# Extracted data:

'''

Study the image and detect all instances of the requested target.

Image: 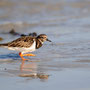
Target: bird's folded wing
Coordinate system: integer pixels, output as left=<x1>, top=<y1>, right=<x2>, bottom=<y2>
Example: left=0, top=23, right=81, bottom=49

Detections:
left=7, top=36, right=35, bottom=48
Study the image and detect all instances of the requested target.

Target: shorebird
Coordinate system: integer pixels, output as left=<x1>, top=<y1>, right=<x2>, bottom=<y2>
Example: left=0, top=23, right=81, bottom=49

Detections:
left=0, top=34, right=51, bottom=61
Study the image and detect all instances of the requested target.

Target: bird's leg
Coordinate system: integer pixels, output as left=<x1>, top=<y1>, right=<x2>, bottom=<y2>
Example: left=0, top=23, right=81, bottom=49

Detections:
left=22, top=53, right=35, bottom=56
left=19, top=52, right=35, bottom=61
left=19, top=52, right=29, bottom=61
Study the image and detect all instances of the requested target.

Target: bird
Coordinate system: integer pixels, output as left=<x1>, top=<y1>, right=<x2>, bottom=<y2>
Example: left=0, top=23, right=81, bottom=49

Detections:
left=0, top=34, right=51, bottom=61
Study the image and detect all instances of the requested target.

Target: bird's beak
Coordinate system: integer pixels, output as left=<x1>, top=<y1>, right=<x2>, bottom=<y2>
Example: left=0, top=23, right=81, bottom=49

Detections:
left=46, top=39, right=52, bottom=42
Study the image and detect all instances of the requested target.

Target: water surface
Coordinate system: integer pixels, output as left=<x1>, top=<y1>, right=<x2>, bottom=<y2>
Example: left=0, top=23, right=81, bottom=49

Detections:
left=0, top=0, right=90, bottom=90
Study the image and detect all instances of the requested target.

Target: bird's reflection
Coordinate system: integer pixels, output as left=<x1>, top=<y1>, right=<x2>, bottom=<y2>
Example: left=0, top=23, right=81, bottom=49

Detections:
left=19, top=60, right=49, bottom=80
left=20, top=61, right=37, bottom=72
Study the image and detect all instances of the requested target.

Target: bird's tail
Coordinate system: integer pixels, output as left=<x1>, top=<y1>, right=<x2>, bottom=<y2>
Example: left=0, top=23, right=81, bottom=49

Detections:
left=0, top=43, right=8, bottom=47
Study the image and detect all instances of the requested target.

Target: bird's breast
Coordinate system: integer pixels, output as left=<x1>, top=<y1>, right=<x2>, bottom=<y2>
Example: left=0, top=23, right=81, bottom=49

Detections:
left=36, top=39, right=43, bottom=49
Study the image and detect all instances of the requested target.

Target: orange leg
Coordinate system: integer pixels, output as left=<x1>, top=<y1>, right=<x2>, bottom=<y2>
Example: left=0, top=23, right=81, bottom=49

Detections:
left=22, top=53, right=35, bottom=56
left=19, top=52, right=35, bottom=61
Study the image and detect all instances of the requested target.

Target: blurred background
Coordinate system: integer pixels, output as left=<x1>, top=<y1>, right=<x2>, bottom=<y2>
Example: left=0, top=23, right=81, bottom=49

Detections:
left=0, top=0, right=90, bottom=90
left=0, top=0, right=90, bottom=33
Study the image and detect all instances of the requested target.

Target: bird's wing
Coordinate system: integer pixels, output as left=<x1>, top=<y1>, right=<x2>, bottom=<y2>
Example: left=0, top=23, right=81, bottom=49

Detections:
left=7, top=36, right=35, bottom=47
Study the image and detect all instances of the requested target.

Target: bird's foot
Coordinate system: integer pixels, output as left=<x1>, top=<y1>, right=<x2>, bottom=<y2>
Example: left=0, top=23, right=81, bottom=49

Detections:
left=23, top=54, right=35, bottom=56
left=19, top=52, right=35, bottom=61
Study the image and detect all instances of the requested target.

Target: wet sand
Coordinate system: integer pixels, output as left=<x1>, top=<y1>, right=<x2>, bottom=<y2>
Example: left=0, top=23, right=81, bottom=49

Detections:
left=0, top=0, right=90, bottom=90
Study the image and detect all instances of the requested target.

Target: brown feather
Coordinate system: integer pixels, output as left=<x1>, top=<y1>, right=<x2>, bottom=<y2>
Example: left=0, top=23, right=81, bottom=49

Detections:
left=2, top=36, right=35, bottom=48
left=36, top=39, right=42, bottom=49
left=0, top=34, right=50, bottom=50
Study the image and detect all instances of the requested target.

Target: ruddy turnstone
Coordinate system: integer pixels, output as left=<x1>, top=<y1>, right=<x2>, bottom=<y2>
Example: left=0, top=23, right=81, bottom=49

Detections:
left=0, top=34, right=51, bottom=61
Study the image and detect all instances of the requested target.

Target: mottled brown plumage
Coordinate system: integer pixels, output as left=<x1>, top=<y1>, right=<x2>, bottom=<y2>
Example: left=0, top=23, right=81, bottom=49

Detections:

'''

# What the task requires:
Only lines with the word "wing" should be collected from the material.

# Task result:
Target: bird's folded wing
Target: bird's wing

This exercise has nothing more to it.